- [WORK TO COMPLETE]: Below are some records; reproduce every one of them exactly.

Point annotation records
--- --- ---

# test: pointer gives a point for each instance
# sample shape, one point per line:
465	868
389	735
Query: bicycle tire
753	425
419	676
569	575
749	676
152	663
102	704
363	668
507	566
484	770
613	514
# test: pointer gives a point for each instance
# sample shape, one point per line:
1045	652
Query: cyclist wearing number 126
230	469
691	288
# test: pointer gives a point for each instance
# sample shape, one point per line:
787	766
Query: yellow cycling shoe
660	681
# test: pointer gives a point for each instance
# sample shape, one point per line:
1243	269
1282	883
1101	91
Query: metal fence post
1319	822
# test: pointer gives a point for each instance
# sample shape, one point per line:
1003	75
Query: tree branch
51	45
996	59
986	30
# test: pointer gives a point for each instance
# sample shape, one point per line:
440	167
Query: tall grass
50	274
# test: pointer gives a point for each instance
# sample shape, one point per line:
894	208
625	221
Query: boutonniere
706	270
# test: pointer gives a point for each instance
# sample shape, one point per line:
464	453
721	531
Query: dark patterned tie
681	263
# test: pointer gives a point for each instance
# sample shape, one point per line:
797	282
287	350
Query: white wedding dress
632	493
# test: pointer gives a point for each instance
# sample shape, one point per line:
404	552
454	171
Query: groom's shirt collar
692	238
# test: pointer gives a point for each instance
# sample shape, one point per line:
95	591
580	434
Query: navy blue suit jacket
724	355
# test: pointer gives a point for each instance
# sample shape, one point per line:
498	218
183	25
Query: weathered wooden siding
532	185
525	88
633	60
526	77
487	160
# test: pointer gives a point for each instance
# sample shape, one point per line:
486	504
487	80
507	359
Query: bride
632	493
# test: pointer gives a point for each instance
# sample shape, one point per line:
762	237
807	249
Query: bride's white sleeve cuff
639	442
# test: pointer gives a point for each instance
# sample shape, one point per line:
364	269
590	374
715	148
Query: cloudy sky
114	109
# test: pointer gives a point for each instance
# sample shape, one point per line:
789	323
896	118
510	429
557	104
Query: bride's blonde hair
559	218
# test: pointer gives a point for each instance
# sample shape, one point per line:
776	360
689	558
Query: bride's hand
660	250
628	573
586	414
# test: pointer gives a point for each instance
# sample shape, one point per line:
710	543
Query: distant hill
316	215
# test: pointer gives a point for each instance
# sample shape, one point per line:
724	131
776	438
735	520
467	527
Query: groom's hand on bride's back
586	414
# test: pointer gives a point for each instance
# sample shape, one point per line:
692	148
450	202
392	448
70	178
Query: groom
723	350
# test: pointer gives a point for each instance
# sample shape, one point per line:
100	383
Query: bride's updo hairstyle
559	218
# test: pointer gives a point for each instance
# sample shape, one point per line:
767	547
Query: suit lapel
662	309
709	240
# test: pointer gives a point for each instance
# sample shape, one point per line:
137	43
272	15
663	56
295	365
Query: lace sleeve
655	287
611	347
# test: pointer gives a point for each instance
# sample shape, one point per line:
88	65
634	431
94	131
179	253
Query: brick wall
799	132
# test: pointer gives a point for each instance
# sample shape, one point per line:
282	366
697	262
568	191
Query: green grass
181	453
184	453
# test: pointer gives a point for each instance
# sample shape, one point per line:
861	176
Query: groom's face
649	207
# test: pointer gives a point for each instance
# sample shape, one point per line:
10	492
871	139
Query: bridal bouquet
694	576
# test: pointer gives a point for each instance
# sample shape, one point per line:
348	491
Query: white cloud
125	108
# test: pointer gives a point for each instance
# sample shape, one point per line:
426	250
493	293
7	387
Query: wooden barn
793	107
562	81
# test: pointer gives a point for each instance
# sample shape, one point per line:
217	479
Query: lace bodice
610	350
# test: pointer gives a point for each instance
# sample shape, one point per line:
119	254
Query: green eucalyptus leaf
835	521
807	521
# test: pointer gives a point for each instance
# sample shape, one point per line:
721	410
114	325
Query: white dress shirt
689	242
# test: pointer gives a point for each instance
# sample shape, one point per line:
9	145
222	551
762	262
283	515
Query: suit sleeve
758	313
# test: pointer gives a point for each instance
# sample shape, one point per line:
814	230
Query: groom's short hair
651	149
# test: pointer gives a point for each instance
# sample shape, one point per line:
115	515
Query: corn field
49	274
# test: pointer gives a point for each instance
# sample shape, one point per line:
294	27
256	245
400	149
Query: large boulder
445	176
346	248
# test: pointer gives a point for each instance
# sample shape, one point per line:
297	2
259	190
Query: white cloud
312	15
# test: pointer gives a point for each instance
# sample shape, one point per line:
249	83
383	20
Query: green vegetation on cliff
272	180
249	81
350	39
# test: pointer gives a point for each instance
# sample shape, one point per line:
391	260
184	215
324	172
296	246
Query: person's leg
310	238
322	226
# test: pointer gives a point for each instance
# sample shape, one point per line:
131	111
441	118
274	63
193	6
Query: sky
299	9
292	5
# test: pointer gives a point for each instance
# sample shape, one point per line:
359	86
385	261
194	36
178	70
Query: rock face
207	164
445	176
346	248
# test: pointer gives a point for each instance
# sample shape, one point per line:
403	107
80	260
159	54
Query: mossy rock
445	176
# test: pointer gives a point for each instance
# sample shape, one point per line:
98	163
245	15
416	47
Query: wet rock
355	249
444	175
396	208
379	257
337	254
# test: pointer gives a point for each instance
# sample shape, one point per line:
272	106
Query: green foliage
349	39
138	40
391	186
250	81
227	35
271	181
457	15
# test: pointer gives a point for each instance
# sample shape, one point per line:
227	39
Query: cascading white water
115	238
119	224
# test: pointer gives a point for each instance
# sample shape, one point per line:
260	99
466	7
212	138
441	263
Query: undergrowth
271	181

--- --- ---

- [EXERCISE SOLUTION]:
# test: pointer gives a point for each instance
# sample shape, one point per line:
465	868
389	735
Query: bicycle tire
753	425
419	676
569	575
749	676
152	663
102	704
363	668
507	566
484	770
613	514
# test: pointer gives a point for each instance
# sample shape, one point per line:
1045	652
Query: cyclist wearing number 126
230	469
691	288
# test: pointer gives a point for each instance
# sample shape, one point per line:
787	766
Query: yellow cycling shoe
660	681
# test: pointer gives a point for each instance
# sample shape, one point per line:
1243	269
1282	883
1101	91
Query: metal fence post
1319	822
# test: pointer gives a point for each instance
# sample shape, one point per line:
1003	75
Query: tree branch
51	45
996	59
986	30
# test: pointer gives a point for each instance
# sample shape, one point per line:
440	167
Query: tall grass
50	274
# test: pointer gives a point for each instance
# sample shape, one point per line:
894	208
625	221
Query: boutonniere
706	270
# test: pointer gives a point for each instance
# sample shape, one point per line:
464	453
721	531
Query: dark patterned tie
681	263
# test: pointer gives a point for each instance
# sample shape, one point per line:
797	282
287	350
Query: white wedding dress
632	493
# test: pointer gives a point for each instance
# sample shape, one point per line:
404	552
454	171
Query: groom's shirt collar
692	238
# test: pointer gives a point for each instance
# sample shape, one point per line:
95	591
580	434
Query: navy blue suit jacket
724	355
# test: pointer gives a point for each instance
# sample shape, one point per line:
498	218
183	25
Query: weathered wooden siding
532	185
525	88
633	60
526	77
487	160
# test: pointer gives a point for each instance
# sample shape, one point per line:
486	504
487	80
507	359
Query: bride
632	493
# test: pointer gives a point for each instance
# sample shape, one point per line:
762	237
807	249
Query: bride's white sleeve cuff
639	442
# test: pointer gives a point for each instance
# sample shape, one point per line:
364	269
590	374
715	148
Query: cloudy sky
114	109
# test: pointer gives a point for each instance
# sample shape, one point per line:
789	323
896	118
510	429
557	104
Query: bride's blonde hair
559	218
# test: pointer gives a point for each instance
# sample shape, one point per line:
776	360
689	558
Query: bride's hand
660	250
628	573
586	414
# test: pointer gives a point for each instance
# sample shape, one point per line:
710	543
Query: distant hill
316	215
# test: pointer gives a point for each instance
# sample shape, one point per line:
724	131
776	438
735	520
467	527
Query: groom's hand on bride's back
586	414
# test: pointer gives a point for each instance
# sample shape, one point per line:
692	148
450	202
392	448
70	178
Query: groom
723	350
# test: pointer gives a point for each instance
# sample shape, one point per line:
100	383
Query: bride's updo hairstyle
559	218
# test: pointer gives a point for each instance
# sample shape, one point per line:
767	547
Query: suit lapel
662	309
709	240
# test: pointer gives a point for each instance
# sample shape, one point per line:
137	43
272	15
663	56
295	365
Query: lace sleeve
655	287
611	347
# test: pointer gives a point for each instance
# sample shape, one point per line:
88	65
634	431
94	131
179	253
Query: brick wall
799	132
# test: pointer gives a point for each instance
# sample shape, one point per line:
282	366
697	262
568	191
Query: green grass
181	453
184	453
# test: pointer gives a point for each instance
# sample shape, one point per line:
861	176
Query: groom's face
649	207
# test: pointer gives a point for each instance
# sample shape, one point per line:
10	492
871	139
Query: bridal bouquet
694	576
# test: pointer gives a point for each instance
# sample shape, one point per line:
348	491
Query: white cloud
125	108
# test: pointer gives a point for each instance
# sample shape, one point per line:
426	250
493	293
7	387
Query: wooden barn
793	107
562	81
# test: pointer gives a point for each instance
# sample shape, one point per line:
217	479
Query: lace bodice
610	350
# test: pointer gives a point for each instance
# sample shape, one point per line:
119	254
Query: green eucalyptus leaf
835	521
807	521
# test: pointer gives a point for each instance
# sample shape, one point per line:
721	410
114	325
Query: white dress shirt
689	242
# test: pointer gives a point for each instance
# sample shape, one point per line:
9	145
222	551
762	262
283	515
Query: suit sleeve
758	313
# test: pointer gives a point for each instance
# sample shape, one point per line:
814	230
Query: groom's short hair
651	149
# test: pointer gives a point for each instance
# sample shape, one point per line:
115	515
Query: corn field
49	274
# test: pointer gives a point for each instance
# sample shape, one point per line:
294	27
256	245
400	149
Query: large boulder
445	176
346	248
# test: pointer gives a point for each instance
# sample shape, one point per line:
297	2
259	190
Query: white cloud
312	15
# test: pointer gives a point for each instance
# sample shape, one point per line:
249	83
383	20
Query: green vegetation on cliff
272	180
249	81
350	39
# test: pointer gives a point for each instance
# sample shape, one point per line:
391	260
184	215
324	172
296	246
Query: person's leg
310	238
322	226
# test: pointer gives a point for each instance
# sample shape, one point per line:
131	111
441	118
274	63
193	6
Query: sky
299	9
292	5
# test: pointer gives a point for each instance
# sample shape, one point per line:
359	86
385	261
194	36
178	70
Query: rock face
207	164
445	176
346	248
# test: pointer gives a point for each instance
# sample shape, one point per line:
403	107
80	260
159	54
Query: mossy rock
445	176
# test: pointer gives a point for each instance
# sample shape, one point per line:
98	163
245	15
416	47
Query: wet rock
355	249
444	175
396	208
379	257
337	254
# test: pointer gives a point for each instance
# sample shape, one point per line:
272	106
Query: green foliage
349	39
138	40
391	186
250	81
227	35
271	181
457	15
# test: pointer gives a point for each instance
# sample shape, one point per line:
227	39
Query: cascading white water
115	238
119	224
# test: pointer gives a point for each instance
# sample shape, one point per line:
260	99
466	7
212	138
441	263
Query: undergrowth
271	181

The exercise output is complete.